Exercise requirements -
Write a continuation of the review of the film No Escape, starting right after its last sentence.

[Selected passage — start]

Owen Wilson's New Film Turns Southeast Asians Into Horror Movie Monsters

    Owen Wilson and Lake Bell's thriller about Americans abroad is disturbingly xenophobic.

    No Escape isn't a zombie movie, but sometimes it sure feels like one.

    Take the early sequence right after everything's gone to hell. A panicked family — mom, dad, and their two girls — are making their way through a building, trying to get to the roof, from which they hope they'll be rescued. Lurking around every corner are dangerous hordes who charge at and try to kill our heroes whenever they're in sight. It's a scene right out of World War Z, except instead of Brad Pitt and Mireille Enos, there's Owen Wilson and Lake Bell getting their serious movie on; instead of a Newark housing project, the setting's a Southeast Asian hotel; and in the place of the infected, there are Asian guerrillas, just as faceless and just as menacing, wielding machetes and guns instead of an undead appetite.

    No Escape director John Erick Dowdle and his brother and co-writer Drew Dowdle made scary fare like The Poughkeepsie Tapes, Quarantine, and As Above, So Below, which explains why their Americans-abroad thriller is staged, sometimes to great effect, like survival horror. But it doesn't explain why so many people OK'd a movie that uses an entire foreign population like monsters lurking in the dark. Its backdrop of an unspecified Southeast Asian country is all swindling cabbies and broken-down hotels before a coup erupts and foreigners are dragged into the street to be shot. Why this is happening and what the rebels want is unimportant — no one cares about a zombie's motives either.

    There's no separation in No Escape between the xenophobia of its characters — a family trying to smile through an unwanted move from Austin to Darkest Asia because of dad's new job — and the xenophobia of the movie itself, which confirms they are right to be afraid and upset. It's about the violent, bloody overthrow of a government, and yet, beyond a quick shrug of an explanation that these things are mostly the West's fault, the movie is interested in the turmoil only as it imperils the lives of its American main characters.

[Selected passage — finish]
[Data listing — start]

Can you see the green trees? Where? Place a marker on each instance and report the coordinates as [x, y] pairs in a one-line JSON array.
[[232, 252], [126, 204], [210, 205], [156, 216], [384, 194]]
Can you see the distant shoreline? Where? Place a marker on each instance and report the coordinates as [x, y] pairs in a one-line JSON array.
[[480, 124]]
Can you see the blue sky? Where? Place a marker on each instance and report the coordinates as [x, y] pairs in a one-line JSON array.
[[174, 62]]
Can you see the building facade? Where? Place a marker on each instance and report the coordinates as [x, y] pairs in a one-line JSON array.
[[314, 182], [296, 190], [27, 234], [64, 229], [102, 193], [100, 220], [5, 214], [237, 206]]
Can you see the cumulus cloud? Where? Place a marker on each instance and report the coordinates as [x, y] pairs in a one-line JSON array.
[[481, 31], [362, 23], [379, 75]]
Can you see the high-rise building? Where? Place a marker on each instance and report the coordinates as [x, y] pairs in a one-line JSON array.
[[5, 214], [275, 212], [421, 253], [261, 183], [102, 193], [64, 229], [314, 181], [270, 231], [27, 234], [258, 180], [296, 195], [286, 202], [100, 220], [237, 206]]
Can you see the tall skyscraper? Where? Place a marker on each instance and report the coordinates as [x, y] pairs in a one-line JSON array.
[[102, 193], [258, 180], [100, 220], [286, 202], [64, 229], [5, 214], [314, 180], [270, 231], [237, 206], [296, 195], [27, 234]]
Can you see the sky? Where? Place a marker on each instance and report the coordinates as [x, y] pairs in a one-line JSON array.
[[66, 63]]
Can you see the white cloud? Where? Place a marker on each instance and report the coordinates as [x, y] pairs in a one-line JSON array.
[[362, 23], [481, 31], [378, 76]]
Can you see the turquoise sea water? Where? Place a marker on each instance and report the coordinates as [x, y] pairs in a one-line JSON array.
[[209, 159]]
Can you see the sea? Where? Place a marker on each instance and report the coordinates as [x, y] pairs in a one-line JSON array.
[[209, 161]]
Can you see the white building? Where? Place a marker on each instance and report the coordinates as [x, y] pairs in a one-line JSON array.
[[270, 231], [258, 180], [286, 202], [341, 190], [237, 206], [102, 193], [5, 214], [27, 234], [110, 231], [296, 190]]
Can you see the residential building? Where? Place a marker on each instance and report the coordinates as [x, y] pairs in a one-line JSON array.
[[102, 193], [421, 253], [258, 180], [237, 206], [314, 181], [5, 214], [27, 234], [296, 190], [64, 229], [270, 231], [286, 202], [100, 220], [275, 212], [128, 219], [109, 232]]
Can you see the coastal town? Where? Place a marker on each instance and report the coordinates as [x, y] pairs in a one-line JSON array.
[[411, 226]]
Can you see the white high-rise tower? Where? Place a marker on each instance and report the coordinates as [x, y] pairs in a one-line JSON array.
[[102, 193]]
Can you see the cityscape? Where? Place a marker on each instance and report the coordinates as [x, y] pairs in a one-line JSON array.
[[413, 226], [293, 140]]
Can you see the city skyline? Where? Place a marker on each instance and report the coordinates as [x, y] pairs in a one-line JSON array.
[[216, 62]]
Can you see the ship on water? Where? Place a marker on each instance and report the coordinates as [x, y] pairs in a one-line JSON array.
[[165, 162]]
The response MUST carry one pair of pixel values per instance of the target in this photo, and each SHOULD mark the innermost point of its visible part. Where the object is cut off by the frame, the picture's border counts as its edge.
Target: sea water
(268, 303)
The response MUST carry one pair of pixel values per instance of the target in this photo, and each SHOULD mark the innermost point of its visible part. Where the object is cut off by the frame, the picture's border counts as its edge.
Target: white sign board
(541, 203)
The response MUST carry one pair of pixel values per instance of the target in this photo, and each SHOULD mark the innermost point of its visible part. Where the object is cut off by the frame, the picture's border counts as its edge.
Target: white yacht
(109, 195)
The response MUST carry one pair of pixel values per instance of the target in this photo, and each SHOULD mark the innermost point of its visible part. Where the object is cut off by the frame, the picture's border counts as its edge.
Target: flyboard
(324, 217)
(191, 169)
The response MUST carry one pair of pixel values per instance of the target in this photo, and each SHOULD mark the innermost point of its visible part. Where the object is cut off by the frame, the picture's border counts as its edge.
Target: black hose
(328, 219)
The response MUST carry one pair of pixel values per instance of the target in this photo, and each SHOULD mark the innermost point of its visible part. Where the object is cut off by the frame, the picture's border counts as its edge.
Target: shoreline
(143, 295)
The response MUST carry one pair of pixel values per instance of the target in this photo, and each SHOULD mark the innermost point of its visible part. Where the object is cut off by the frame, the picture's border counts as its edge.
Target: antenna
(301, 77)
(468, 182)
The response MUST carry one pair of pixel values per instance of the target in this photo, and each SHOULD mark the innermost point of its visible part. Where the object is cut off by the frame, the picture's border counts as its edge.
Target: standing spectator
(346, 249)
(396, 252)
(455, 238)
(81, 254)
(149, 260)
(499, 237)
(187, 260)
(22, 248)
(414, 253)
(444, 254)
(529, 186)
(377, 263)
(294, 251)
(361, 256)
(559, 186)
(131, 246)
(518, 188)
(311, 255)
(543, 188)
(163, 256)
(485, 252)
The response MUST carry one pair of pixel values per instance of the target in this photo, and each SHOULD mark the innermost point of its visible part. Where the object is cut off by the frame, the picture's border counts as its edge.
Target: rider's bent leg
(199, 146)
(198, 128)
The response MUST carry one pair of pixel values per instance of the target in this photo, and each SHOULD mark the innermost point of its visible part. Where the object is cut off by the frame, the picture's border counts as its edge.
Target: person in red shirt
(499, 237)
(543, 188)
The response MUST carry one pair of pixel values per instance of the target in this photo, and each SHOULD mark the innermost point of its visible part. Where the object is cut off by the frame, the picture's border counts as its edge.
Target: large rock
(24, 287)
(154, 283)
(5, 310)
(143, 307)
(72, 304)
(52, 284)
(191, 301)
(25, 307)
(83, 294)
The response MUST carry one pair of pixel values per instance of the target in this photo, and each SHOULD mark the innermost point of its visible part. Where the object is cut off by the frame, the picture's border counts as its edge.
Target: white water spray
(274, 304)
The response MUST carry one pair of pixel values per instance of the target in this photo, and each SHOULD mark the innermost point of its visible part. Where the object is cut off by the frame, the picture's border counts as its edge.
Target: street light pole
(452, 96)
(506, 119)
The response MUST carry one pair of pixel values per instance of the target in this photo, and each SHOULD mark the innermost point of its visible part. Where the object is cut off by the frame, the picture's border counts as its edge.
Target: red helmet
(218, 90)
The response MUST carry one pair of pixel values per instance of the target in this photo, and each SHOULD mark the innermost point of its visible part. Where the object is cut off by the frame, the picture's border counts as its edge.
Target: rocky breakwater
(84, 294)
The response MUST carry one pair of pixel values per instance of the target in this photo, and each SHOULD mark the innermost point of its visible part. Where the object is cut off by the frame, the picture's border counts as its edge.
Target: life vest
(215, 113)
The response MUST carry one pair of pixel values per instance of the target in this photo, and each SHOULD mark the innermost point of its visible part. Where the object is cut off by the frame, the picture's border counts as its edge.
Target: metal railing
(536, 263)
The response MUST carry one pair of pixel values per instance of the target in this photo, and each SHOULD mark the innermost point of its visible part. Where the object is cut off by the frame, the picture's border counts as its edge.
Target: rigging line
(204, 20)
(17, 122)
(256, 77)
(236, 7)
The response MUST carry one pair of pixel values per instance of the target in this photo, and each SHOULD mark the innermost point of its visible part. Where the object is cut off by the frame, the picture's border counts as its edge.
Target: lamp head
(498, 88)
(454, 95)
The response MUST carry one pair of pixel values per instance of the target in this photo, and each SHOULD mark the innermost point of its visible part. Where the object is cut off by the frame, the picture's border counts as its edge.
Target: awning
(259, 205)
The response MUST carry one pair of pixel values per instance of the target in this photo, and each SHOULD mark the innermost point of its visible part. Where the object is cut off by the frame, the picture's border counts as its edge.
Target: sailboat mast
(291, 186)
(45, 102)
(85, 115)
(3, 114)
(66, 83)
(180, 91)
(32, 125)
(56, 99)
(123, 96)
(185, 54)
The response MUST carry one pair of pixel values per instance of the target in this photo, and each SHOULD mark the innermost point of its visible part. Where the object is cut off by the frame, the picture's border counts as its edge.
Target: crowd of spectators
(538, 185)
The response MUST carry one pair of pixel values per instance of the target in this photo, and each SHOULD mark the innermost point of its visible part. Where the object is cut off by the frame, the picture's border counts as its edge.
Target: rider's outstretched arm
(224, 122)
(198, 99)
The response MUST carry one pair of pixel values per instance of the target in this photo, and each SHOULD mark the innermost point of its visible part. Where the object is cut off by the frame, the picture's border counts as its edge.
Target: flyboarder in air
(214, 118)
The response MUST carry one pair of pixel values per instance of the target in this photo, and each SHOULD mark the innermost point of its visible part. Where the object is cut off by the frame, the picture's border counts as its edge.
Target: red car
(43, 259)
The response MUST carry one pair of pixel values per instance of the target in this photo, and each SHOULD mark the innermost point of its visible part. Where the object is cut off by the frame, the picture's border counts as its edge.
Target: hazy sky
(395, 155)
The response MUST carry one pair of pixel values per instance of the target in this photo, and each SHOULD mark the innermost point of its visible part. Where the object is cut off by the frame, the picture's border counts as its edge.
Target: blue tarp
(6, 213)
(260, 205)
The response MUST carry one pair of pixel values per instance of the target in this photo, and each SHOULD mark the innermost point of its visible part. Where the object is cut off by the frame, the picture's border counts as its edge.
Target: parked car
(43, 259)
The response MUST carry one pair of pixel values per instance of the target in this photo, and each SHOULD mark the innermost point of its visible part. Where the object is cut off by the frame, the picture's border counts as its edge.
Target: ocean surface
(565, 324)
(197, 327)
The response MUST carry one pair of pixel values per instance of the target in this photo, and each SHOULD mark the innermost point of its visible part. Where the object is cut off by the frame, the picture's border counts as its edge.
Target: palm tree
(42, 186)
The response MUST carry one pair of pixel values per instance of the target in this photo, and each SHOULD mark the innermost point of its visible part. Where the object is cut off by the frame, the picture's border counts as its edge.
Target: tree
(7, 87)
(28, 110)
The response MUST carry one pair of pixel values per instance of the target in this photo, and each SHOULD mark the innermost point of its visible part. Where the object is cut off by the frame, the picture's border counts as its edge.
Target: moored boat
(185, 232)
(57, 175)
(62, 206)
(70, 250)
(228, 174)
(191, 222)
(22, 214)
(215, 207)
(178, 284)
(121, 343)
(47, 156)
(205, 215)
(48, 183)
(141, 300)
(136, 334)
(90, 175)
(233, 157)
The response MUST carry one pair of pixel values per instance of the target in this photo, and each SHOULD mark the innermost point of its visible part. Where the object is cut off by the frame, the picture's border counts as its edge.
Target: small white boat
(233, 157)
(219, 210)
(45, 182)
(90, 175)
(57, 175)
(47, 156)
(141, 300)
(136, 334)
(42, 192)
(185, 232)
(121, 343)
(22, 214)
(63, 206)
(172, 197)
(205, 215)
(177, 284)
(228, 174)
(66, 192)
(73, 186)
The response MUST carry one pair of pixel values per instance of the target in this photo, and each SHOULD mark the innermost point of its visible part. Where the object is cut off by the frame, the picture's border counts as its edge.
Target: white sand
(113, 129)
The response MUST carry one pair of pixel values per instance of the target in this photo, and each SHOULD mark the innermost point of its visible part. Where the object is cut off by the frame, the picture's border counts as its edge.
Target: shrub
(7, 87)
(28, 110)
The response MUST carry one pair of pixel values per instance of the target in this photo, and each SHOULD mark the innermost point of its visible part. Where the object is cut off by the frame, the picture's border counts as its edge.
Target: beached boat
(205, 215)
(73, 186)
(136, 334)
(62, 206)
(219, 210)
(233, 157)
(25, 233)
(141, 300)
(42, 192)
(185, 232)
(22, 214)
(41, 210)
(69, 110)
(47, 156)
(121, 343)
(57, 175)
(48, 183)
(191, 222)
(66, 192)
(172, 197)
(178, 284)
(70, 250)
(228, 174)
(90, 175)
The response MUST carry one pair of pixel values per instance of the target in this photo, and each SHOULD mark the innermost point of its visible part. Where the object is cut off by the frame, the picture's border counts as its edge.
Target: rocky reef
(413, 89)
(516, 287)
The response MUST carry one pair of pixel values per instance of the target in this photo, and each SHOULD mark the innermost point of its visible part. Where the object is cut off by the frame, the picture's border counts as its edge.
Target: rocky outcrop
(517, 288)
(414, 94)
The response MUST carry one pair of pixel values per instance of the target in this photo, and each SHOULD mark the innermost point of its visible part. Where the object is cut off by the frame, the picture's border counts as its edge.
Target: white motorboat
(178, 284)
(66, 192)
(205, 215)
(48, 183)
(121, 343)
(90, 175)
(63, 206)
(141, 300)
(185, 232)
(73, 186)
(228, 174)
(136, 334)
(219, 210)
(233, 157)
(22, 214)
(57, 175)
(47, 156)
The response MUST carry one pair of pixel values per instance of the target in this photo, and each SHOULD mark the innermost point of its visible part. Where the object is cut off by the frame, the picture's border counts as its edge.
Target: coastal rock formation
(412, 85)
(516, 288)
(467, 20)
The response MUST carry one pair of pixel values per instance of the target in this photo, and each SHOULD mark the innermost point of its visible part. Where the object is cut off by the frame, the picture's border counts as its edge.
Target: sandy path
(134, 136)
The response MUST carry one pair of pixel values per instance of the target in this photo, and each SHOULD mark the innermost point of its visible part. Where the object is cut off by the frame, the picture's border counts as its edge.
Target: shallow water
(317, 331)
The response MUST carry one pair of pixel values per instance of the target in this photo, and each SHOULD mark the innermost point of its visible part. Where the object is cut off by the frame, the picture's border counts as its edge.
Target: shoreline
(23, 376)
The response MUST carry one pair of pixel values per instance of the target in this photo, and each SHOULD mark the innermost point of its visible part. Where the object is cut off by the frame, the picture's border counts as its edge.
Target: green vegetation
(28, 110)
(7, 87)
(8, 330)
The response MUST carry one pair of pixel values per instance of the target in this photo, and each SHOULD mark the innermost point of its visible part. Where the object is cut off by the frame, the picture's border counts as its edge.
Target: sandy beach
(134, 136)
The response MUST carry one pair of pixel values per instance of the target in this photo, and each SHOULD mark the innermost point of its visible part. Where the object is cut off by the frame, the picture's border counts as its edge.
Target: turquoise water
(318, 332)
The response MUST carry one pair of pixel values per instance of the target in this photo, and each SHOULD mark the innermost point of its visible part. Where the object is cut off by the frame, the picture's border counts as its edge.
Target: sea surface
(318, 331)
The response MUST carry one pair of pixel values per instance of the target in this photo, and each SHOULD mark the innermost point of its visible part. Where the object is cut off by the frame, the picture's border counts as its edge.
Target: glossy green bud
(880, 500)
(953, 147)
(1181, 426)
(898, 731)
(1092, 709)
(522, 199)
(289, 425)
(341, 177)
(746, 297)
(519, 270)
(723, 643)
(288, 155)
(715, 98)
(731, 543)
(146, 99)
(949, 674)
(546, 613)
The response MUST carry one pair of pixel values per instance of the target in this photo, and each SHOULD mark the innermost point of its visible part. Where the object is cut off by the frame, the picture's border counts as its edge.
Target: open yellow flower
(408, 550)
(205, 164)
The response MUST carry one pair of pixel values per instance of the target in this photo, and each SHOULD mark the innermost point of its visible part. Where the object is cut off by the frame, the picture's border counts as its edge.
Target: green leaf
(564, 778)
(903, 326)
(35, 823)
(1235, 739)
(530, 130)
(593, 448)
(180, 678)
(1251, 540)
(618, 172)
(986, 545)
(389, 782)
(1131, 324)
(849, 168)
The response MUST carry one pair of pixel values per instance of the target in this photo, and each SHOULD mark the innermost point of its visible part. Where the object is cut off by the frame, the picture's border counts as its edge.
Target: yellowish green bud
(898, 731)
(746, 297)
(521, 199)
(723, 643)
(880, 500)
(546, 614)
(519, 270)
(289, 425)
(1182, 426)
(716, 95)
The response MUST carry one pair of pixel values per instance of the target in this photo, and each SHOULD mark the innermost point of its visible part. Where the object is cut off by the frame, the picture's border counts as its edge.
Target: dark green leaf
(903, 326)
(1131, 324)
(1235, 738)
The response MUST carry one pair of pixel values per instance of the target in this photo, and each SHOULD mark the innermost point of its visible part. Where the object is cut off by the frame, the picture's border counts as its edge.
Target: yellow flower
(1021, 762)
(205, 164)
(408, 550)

[Data listing — finish]

Output of the task -
    While shot in Thailand, where there was a real coup just last year, No Escape contorts itself to avoid having to name the country in which it takes place. "Welcome to Asia," a seedy, enigmatic expat played by Pierce Brosnan says, not unlike our common American greeting of "Welcome to North America!" Things are made more unplaceable by the use of upside-down Khmer script onscreen (which reportedly got the film banned in Cambodia) and a bit about making a run for Vietnam, which doesn't share a border with Thailand.

    It doesn't ultimately matter — the story has nothing to do with an actual place in Asia and everything to do with affirming a outsider view of the region as a hotbed of corruption and sex work, filled with people looking to either rip foreigners off or, given the opportunity, kill them. Of the many Asian characters who pass by onscreen (and, frequently, die onscreen, sometimes because some American family has chosen to hide near them), the only one who's individualized enough to get a name is "Kenny Rogers" (Sahajak Boonthanakit), who goes by the moniker of his favorite musician for the sake of anyone who can't pronounce his actual one.

    Bell and Wilson make for surprisingly solid parental action leads as Annie and Jack Dwyer, bracing themselves against doors and climbing down buildings in their sensible tourist khakis and Toms, spending most of the No Escape's runtime on the run.

    But the B-movie kicks of scenes like the one in which Jack, with the assistance of some speed ramping, hurls his children across rooftops into his wife's arms as part of an escape plan, never overcome the rankness of the underlying premise. The Dwyers' children, Lucy (Sterling Jerins) and Beeze (Claire Geare), verge on intolerable, going from complaining about the hotel before it's invaded to complaining about needing to pee as the family hides behind rubble and a dead body. But the flicker of a joke that travel with family can be tiresome even without people trying to kill you is one of the only touches of self-awareness No Escape shows.

    Otherwise, the Dwyers' willingness to do whatever's necessary to protect their offspring is tied, for a second, to a half-formed explanation about how the rebels are acting to protect their own kids, an offering of empathy that lasts as long as it takes for Wilson to smash someone's head in. No Escape is as indifferent to the humanity of the anonymous Southeast Asians it uses for fodder as its protagonist apparently was when he took a gig at a predatory international corporation. Jack, a failed businessman in search of a fresh start, may be an image of tarnished white American masculinity in need of the redemption that comes from protecting his family with his bare hands, but he can rest assured that he's still the guy Hollywood wants to make movies about.